## Provided text
Central Saanich residents hoping to gain bike skills and learn routes for cycling in their community can join guided bike tours put on by Capital Bike.

The district has partnered with the cycling advocacy group to organize six guided rides through the municipality.

“We’re hoping that people learn about new routes as well as gain some on-road skills that make them feel confident with their knowledge of how to be a cyclist and how to navigate the district,” said Britt Burnham, the district’s manager of community engagement.

Rides are open to people of all cycling abilities and experience and they start with some basic road skills to make sure everyone feels comfortable getting on the road, she said. Instructors lead the group to key amenities in the district, such as the recreation centre and the fairgrounds, showing residents good cycling routes to reach the popular spots, Burnham said.

The district is hoping to encourage cycling and other forms of active transportation to reduce greenhouse gas emissions, because transportation is responsible for the “vast majority” of the district’s emissions, she said.

## Required tasks
[1] Reproduce word for word the lines from the entries below, starting with the line that contains "In the photo below, where can the bathtub" and going on through the line that contains "column 129, row 391", with both of those lines included. Leave the picture out of your answer.
[2] Pick up the article about Central Saanich's guided bike tours after its final sentence and keep writing it.
The article and the entries that come after it are unrelated material.

## Raw data
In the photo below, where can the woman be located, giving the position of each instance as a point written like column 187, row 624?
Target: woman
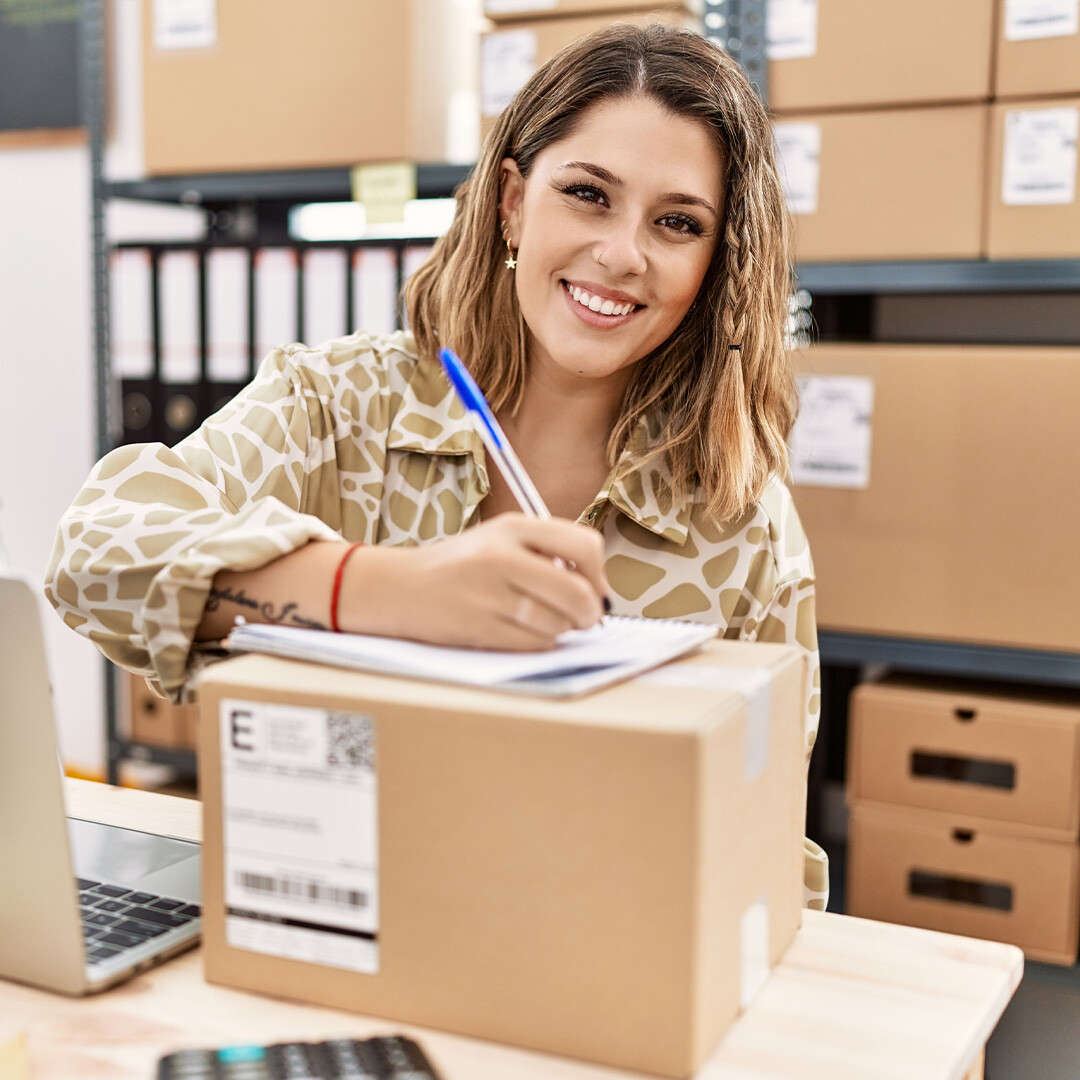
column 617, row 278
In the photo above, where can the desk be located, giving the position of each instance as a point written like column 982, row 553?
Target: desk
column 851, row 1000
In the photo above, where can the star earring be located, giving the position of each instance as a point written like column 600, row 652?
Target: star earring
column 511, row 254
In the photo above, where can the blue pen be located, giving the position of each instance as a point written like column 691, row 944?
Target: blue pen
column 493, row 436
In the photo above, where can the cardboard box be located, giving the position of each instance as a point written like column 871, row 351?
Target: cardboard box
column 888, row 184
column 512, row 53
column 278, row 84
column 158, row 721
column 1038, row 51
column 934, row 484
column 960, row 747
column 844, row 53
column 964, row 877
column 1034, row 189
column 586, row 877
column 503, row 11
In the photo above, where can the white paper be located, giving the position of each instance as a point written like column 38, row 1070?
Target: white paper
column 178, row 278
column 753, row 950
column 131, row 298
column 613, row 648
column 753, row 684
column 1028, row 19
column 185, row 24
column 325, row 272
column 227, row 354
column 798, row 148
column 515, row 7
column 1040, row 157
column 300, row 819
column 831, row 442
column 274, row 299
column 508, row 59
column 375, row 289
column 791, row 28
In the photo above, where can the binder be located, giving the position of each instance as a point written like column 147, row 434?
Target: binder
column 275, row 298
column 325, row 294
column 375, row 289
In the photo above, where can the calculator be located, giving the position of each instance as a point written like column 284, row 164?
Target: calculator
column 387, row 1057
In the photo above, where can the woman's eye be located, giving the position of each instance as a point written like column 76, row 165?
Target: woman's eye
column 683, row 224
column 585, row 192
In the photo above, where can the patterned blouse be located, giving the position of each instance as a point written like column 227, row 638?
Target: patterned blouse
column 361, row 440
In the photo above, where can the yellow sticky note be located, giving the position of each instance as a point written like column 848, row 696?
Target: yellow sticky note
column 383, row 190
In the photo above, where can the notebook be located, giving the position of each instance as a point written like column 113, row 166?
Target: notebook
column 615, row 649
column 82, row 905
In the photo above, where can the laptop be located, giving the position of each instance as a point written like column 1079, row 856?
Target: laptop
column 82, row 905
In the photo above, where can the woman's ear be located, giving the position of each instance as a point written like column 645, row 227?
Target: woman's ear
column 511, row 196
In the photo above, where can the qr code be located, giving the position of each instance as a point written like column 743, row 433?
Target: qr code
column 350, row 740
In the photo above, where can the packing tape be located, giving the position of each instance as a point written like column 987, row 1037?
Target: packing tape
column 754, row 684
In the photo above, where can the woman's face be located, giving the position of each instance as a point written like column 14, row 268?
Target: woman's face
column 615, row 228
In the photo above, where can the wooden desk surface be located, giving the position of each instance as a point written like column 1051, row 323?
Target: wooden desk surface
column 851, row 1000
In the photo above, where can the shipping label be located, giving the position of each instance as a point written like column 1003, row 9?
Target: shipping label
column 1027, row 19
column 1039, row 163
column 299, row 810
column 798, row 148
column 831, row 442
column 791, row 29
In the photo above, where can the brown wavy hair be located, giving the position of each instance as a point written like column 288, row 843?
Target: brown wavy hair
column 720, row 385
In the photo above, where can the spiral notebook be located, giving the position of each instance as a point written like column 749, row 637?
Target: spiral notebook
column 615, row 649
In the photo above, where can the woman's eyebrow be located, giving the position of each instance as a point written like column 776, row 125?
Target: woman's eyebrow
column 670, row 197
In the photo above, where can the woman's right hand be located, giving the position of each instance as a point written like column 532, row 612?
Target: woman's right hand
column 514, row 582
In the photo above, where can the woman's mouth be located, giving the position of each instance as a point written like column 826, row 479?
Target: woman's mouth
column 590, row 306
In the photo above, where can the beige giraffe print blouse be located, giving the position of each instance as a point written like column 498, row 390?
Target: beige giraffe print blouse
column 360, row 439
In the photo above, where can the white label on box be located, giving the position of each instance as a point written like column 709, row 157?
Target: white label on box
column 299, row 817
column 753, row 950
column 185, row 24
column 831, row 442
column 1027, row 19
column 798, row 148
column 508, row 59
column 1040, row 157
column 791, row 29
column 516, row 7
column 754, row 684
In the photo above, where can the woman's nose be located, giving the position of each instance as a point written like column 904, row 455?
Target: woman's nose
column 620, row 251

---

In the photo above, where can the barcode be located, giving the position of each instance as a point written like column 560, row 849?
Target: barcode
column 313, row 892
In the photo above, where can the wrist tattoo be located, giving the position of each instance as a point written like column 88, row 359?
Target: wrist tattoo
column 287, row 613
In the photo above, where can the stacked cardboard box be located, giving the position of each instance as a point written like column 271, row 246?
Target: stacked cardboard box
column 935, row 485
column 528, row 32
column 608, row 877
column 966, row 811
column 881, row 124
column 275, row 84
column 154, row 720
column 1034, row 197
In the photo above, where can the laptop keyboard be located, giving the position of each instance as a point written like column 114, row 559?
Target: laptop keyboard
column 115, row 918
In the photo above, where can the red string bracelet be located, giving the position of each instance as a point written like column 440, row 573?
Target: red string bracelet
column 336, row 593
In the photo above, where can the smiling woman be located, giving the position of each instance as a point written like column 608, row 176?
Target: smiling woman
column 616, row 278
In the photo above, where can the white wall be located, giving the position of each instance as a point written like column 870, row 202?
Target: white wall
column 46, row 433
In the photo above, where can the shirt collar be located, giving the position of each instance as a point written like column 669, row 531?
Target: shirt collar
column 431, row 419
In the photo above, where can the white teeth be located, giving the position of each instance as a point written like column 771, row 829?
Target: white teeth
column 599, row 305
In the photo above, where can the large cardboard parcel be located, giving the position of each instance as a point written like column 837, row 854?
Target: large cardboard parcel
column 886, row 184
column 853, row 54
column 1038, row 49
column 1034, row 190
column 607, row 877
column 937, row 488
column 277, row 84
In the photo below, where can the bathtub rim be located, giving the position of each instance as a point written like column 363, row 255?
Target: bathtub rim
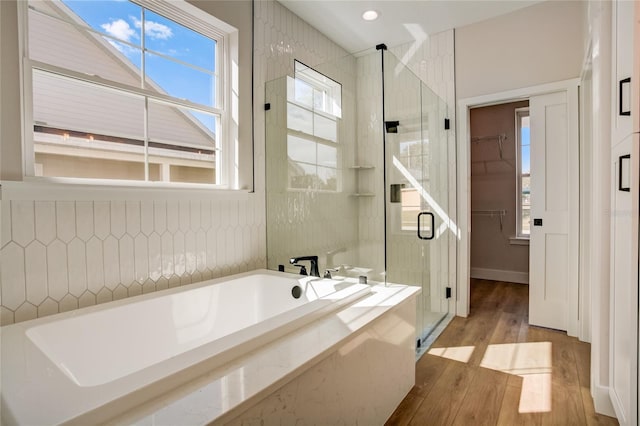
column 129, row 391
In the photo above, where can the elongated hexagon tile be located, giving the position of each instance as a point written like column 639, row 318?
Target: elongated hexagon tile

## Per-task answers
[1]
In the photo below, where can the bathtub rim be located, giving the position of each instance as a point written like column 363, row 255?
Target: bathtub rim
column 129, row 391

[2]
By 2050, the municipality wants to see half of all trips within the district to be made using active transportation, which means every resident would be taking four times as many trips by active transportation as they are now, Burnham said.

“So we’re starting with promoting the shorter trips. We want to see people choosing to walk to the grocery a couple blocks away versus driving their car,” she said.

The first two rides have been popular, Burnham said, and the next is a 12-kilometre route on Sept. 7 from 10 a.m. to noon that includes Centennial Park and the Saanich Fairgrounds.

The rides will show residents how to comfortably ride along roads like Mount Newton Cross Road and how to cross the highway overpass, and help people new to biking become more confident, said Colleen Sparks, executive director of Capital Bike.

“We want people to be safe and we want them to enjoy riding,” Sparks said.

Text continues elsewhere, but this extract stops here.